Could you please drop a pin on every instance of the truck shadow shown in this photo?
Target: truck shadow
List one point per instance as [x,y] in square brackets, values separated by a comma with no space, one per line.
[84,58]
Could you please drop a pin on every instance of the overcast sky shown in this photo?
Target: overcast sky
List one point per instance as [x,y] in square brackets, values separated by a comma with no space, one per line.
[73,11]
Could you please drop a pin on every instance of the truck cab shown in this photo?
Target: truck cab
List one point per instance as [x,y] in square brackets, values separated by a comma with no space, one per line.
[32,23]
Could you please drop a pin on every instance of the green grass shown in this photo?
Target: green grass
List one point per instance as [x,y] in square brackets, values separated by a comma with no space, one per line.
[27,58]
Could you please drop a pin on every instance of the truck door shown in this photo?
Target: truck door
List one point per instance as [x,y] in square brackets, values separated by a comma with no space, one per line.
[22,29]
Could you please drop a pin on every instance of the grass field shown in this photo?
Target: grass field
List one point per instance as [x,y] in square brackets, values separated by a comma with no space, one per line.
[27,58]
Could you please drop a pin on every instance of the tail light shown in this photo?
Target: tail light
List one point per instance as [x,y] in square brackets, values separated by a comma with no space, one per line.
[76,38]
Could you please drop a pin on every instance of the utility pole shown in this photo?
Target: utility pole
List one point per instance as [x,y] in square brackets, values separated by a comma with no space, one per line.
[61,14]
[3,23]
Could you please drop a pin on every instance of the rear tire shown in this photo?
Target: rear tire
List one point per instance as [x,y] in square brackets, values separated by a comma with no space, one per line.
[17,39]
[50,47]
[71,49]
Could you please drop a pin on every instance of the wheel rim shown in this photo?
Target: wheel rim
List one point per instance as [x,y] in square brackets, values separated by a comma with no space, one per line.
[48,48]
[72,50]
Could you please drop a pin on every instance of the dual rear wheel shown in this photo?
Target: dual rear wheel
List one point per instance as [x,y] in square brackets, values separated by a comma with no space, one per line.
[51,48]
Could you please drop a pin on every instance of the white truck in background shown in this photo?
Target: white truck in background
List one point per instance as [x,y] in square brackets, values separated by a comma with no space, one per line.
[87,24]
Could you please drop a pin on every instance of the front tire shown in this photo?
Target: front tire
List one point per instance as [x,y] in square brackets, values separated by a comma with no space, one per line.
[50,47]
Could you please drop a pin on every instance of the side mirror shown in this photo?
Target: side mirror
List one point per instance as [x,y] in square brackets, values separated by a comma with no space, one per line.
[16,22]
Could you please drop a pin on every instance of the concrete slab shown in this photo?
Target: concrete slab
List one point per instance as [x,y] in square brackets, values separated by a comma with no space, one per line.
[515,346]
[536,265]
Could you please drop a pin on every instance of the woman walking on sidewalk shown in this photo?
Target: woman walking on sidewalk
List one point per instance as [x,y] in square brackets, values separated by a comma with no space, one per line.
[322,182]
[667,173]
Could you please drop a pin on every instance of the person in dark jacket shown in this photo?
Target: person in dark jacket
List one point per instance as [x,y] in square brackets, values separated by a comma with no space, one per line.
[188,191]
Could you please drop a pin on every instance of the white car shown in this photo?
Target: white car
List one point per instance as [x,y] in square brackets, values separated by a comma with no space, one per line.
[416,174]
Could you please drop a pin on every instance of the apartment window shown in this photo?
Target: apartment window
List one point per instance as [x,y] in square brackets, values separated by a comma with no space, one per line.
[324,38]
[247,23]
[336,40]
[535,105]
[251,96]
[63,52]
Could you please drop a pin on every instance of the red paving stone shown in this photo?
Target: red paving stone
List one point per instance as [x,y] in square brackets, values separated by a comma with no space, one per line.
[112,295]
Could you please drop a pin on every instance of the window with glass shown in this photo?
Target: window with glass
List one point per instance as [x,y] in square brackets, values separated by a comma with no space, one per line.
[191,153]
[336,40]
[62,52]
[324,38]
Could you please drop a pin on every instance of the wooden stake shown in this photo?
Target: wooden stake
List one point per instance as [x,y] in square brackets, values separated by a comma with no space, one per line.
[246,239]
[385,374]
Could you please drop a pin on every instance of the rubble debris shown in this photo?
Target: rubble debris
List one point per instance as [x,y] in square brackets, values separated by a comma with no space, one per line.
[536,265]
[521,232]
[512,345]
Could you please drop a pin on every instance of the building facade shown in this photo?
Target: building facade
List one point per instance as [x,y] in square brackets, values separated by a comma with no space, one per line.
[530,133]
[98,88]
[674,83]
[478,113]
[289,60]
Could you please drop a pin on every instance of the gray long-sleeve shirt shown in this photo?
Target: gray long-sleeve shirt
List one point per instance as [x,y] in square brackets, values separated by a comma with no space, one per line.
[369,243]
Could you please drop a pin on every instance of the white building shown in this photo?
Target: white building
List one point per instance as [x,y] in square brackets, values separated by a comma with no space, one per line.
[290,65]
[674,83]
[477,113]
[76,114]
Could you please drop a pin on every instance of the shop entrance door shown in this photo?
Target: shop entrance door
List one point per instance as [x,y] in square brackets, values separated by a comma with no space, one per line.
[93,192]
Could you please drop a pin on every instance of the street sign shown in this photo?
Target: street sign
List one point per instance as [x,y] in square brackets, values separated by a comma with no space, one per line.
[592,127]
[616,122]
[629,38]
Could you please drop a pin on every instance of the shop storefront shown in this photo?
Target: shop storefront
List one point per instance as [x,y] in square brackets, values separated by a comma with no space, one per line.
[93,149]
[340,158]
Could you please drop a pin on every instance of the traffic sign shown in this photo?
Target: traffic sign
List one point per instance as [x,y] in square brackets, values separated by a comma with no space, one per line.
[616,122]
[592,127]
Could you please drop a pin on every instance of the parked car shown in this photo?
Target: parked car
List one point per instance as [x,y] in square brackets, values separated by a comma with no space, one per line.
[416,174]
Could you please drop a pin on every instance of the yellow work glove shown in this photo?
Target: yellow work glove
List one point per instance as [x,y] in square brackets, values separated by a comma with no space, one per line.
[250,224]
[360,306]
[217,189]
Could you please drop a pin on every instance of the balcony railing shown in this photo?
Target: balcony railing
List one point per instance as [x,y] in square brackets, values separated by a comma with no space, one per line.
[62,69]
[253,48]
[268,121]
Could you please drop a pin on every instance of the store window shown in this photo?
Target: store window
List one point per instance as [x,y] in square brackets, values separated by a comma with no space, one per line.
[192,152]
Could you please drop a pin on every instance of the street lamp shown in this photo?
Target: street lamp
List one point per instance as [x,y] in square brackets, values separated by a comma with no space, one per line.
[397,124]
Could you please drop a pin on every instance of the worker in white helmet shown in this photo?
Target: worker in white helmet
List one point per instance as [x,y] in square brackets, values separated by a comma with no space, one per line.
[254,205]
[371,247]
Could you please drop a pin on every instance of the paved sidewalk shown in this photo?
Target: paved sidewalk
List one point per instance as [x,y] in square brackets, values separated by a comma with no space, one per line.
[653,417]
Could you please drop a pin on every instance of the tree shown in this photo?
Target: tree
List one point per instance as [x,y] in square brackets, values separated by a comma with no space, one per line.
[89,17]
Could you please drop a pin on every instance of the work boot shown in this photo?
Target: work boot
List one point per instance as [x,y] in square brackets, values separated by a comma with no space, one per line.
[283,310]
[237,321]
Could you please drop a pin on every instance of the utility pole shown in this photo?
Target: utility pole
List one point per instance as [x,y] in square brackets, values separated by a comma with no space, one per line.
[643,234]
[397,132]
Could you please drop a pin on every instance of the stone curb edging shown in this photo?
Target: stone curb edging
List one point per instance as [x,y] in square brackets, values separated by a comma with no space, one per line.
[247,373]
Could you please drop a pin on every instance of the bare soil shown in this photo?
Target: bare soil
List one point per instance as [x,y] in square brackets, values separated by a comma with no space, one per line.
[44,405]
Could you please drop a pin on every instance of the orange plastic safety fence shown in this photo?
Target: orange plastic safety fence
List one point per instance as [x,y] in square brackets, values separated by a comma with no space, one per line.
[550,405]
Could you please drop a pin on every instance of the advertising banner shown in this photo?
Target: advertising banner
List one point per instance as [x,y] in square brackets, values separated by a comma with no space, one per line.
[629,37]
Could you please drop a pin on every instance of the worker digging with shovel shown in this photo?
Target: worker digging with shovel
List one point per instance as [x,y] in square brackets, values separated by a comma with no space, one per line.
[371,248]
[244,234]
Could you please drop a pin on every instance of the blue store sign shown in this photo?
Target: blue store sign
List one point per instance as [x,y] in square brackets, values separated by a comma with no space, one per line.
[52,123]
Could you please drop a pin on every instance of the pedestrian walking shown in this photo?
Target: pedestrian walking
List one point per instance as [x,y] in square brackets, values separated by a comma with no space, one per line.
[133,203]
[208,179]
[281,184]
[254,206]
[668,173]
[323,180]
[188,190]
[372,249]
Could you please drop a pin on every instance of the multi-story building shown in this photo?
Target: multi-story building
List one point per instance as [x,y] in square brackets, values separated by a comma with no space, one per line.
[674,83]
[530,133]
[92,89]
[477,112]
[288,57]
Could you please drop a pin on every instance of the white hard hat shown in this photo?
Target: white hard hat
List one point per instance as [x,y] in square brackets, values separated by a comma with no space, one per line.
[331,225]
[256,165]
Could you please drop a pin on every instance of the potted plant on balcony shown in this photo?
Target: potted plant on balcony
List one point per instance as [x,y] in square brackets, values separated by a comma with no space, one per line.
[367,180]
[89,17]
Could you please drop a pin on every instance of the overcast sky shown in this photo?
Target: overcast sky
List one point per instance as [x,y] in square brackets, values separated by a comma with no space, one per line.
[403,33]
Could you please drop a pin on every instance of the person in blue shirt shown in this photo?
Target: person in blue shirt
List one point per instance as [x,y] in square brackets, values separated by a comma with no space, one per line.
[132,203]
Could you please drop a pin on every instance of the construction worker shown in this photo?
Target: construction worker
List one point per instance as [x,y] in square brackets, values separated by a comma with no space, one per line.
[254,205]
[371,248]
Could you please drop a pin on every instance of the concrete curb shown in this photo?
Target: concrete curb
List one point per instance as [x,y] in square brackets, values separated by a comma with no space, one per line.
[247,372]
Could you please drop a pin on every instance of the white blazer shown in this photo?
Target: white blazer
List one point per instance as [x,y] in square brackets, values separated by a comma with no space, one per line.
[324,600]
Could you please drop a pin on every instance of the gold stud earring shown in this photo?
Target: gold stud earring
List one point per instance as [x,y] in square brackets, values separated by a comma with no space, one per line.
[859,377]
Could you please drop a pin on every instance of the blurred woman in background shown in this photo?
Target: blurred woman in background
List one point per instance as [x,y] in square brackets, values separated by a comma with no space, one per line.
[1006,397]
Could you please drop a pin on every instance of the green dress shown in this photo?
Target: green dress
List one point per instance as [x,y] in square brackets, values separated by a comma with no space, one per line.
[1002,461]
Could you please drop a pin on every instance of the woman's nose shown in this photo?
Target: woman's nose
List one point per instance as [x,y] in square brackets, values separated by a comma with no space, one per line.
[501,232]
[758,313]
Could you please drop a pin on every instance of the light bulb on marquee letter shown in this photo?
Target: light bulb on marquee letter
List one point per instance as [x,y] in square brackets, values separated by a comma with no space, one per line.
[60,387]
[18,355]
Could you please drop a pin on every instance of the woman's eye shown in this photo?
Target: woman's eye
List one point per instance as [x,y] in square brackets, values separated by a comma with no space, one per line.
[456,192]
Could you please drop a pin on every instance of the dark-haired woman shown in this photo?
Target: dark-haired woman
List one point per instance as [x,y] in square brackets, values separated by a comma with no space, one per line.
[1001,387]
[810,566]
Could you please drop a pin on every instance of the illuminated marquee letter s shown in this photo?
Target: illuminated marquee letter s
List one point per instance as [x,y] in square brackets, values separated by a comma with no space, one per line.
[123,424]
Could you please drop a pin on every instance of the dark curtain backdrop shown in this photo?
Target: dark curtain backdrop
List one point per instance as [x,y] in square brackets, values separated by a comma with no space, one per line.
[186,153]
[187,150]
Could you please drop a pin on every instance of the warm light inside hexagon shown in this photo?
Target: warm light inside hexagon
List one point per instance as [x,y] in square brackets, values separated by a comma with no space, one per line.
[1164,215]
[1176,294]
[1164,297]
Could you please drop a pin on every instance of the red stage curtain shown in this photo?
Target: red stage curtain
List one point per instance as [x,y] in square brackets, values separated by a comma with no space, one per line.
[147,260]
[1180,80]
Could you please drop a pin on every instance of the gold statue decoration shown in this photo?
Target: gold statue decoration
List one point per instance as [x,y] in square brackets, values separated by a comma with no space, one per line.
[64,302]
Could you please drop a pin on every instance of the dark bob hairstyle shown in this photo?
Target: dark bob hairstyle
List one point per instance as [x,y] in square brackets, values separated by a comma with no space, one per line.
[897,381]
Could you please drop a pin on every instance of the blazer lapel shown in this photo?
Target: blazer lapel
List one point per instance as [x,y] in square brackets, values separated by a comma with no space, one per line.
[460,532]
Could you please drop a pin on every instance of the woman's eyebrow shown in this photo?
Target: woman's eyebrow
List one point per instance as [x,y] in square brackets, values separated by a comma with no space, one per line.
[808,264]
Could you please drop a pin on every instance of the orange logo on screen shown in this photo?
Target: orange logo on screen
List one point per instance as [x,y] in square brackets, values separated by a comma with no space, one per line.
::::
§ **Your objective**: Output only an exact transcription of the lines above from the one with "glass shown in this photo?" up to and including the one with "long-sleeve shirt shown in this photo?".

§ **Solution**:
Could you please drop a pin on every instance of the window with glass shown in this photo?
Target: window with glass
List one point per instance as [x,y] in square brackets, values separated by a comma with no space, one per line.
[191,153]
[336,40]
[62,52]
[324,38]
Could you please drop a pin on every instance of the wooden stake shown in this photo?
Target: wooden stake
List one point per instance as [x,y] in square brackets, values separated by a comma with no space, one per line.
[246,239]
[385,374]
Could you please drop a pin on every instance of the rubble debris shown in this photo?
Target: rubble debris
List one point per instance as [x,y] in square brackets, values separated by a comma with no space, one per line.
[536,265]
[521,232]
[512,345]
Could you please drop a pin on every instance of the building facade shown in this photo?
Target: building facade
List one point per instance as [x,y] in square brackets, values separated by a comma with no space, one per line.
[530,133]
[98,88]
[674,83]
[478,113]
[289,60]
Could you please drop a pin on every instance of the gray long-sleeve shirt shown in this photo?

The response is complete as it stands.